● The request: Count the lines below that contain the string "black". Give only the resulting number.

* start The records *

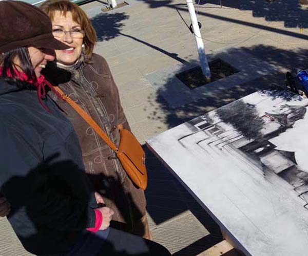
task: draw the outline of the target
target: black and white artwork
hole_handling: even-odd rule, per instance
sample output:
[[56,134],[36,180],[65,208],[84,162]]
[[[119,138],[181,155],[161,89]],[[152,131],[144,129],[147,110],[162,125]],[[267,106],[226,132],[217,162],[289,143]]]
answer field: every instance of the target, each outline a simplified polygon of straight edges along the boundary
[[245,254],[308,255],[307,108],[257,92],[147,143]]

* end The records *
* start The records *

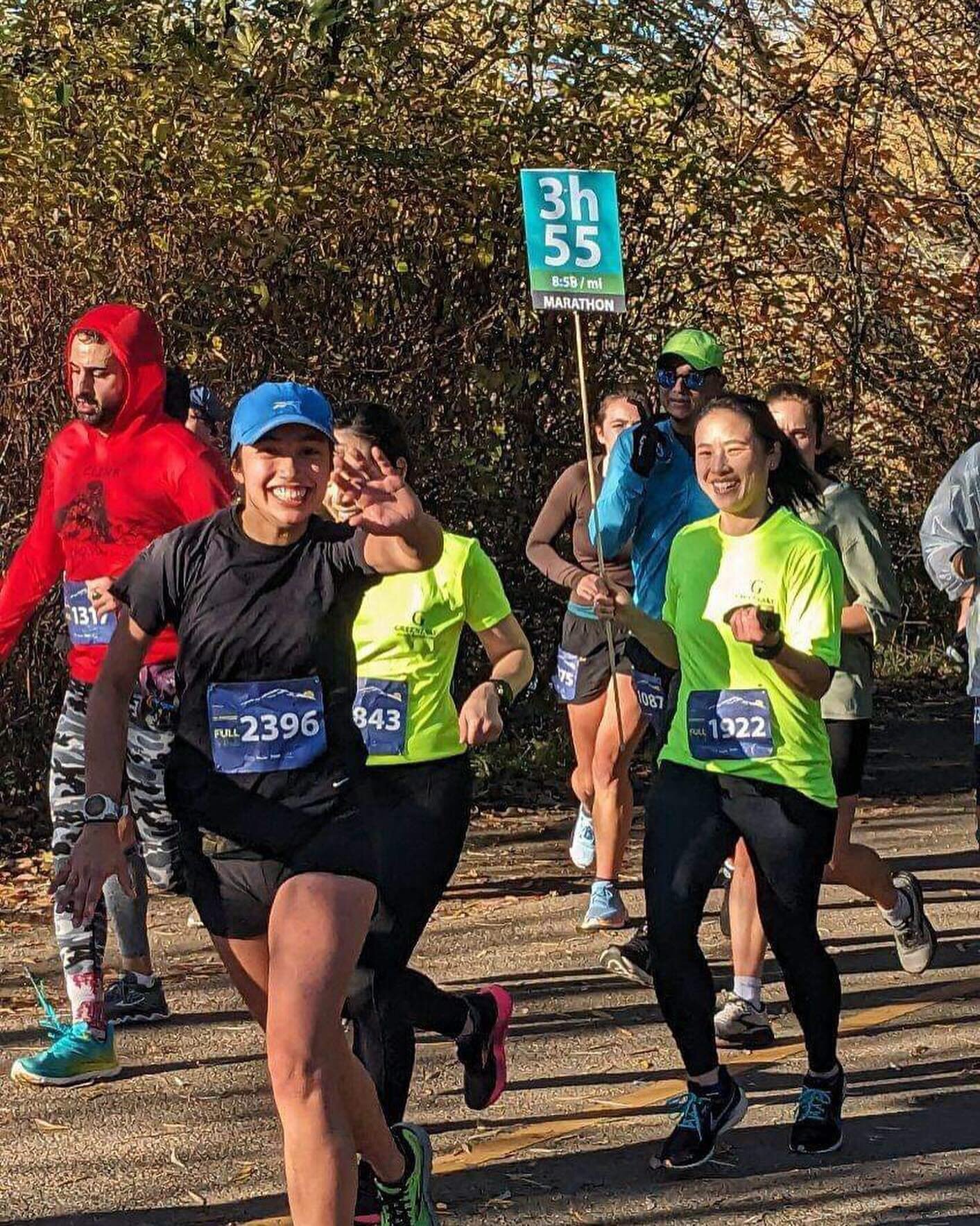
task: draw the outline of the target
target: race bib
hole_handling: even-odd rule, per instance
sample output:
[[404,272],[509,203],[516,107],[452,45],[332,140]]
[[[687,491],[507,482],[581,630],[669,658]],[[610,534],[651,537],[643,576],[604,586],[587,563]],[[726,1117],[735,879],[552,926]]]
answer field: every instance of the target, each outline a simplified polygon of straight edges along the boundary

* end The records *
* start The records *

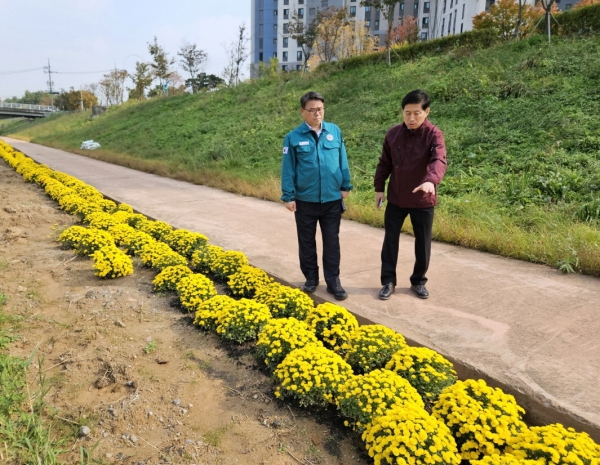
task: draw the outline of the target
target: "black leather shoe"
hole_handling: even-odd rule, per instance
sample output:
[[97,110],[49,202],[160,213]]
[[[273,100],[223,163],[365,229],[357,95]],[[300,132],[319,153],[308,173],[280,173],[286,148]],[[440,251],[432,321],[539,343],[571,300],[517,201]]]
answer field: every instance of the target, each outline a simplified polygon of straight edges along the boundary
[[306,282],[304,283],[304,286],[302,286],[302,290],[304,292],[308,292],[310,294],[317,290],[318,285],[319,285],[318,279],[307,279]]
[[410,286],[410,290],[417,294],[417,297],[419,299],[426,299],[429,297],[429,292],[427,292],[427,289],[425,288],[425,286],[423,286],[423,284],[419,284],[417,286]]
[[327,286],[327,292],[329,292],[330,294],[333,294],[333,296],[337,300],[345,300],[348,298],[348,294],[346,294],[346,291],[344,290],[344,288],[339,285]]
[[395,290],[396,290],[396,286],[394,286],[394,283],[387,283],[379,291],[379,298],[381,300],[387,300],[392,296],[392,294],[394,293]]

* end The records *

● The output: 2